**TAREA BREVE:** ¿Puedes transcribir, sin cambiar nada, el fragmento del texto sobre la casa familiar de mediados de los setenta que va de "Estas líneas son" a "en comarcas lejanas."?

**TEXTO MOSTRADO:**
+ + + +

Estas líneas son para celebrar que, a
veces, la reparación es posible.
A mediados de los ´70, la casa de mis
padres parecía un anexo de la Unesco. Vivíamos en alegre montonera gentes
nacidas en el puerto, en provincias, en países hermanos y en comarcas lejanas.
Familiares y desconocidos. Casi todos militantes, y alguna colada ocasional. Estaba
Shirley, la norteamericana, cuya beba nació argentina y quién te dice si ahora
sabe que en ella y su madre se reflejaron las luces de la antigua Saavedra. De
vez en cuando, pasaba un compañero del interior que no necesitaba cantar para seducir
al mujerío: alcanzaba con sus bigotazos y su melena, con su estampa de hombre dulce
y recio a la vez. En la cocina de aquella casa dio sus primeros pasos mi prima
Mirta, un mediodía que partí al colegio embebido en la maravilla de su andar
tambaleante. Meses más tarde nacería su hermano, de modo que, en el medio del
caos de aquellos años difíciles, aquello fue casi una maternidad.

+ + + +

**DATOS PROPORCIONADOS:**
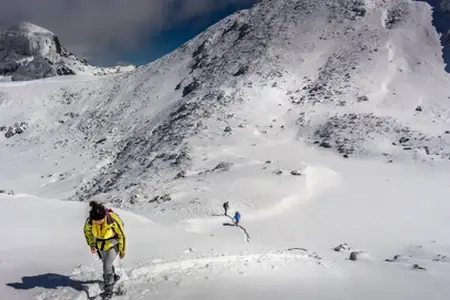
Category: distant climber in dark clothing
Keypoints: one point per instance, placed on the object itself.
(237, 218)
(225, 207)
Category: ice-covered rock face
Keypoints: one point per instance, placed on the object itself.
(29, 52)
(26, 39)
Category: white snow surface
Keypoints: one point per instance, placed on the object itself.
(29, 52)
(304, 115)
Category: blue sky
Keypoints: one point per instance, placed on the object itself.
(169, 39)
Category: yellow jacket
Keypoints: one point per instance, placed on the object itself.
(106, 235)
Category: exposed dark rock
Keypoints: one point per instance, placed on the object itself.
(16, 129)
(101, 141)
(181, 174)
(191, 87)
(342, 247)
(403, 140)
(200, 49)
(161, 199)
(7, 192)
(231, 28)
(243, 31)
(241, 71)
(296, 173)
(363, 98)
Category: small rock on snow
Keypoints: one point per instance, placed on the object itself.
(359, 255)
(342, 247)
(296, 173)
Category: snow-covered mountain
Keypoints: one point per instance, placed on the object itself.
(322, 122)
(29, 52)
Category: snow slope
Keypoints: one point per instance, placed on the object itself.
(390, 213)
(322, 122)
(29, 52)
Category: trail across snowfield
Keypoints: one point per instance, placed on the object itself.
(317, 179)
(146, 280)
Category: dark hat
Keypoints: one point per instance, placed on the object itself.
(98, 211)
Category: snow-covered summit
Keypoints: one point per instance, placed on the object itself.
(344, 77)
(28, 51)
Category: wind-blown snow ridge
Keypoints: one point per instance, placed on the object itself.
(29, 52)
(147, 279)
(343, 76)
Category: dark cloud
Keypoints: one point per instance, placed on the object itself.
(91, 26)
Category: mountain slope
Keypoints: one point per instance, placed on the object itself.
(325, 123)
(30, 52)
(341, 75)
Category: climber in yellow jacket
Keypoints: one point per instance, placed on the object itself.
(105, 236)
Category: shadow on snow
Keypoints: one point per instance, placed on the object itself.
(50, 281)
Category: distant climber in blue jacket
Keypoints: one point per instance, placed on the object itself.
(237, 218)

+ + + +

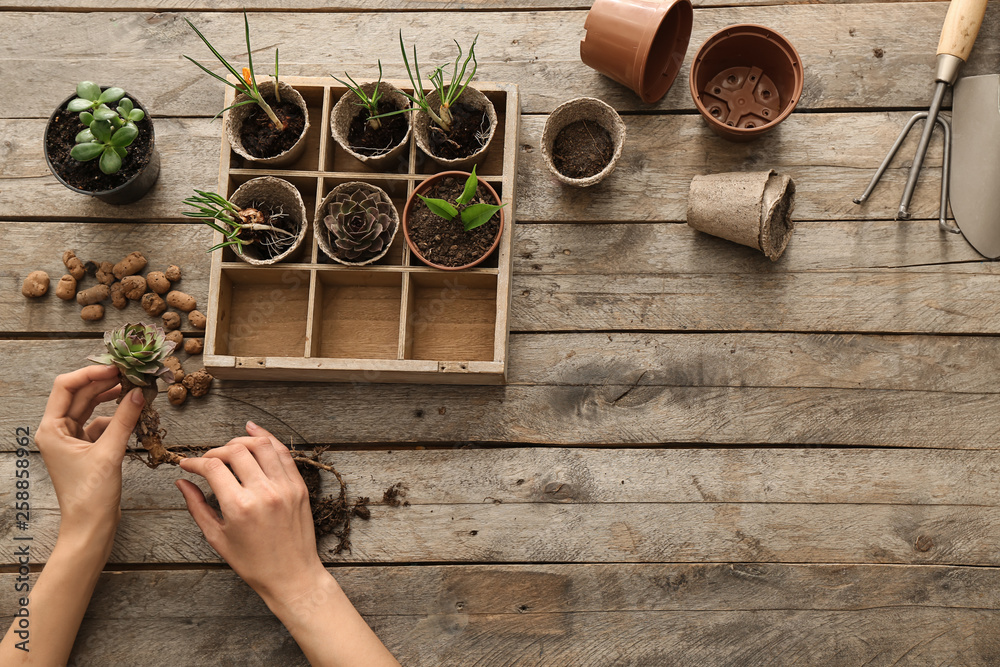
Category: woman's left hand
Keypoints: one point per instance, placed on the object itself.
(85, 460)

+ + + +

**RESULTADO DEL EJERCICIO:**
Estas líneas son para celebrar que, a
veces, la reparación es posible.
A mediados de los ´70, la casa de mis
padres parecía un anexo de la Unesco. Vivíamos en alegre montonera gentes
nacidas en el puerto, en provincias, en países hermanos y en comarcas lejanas.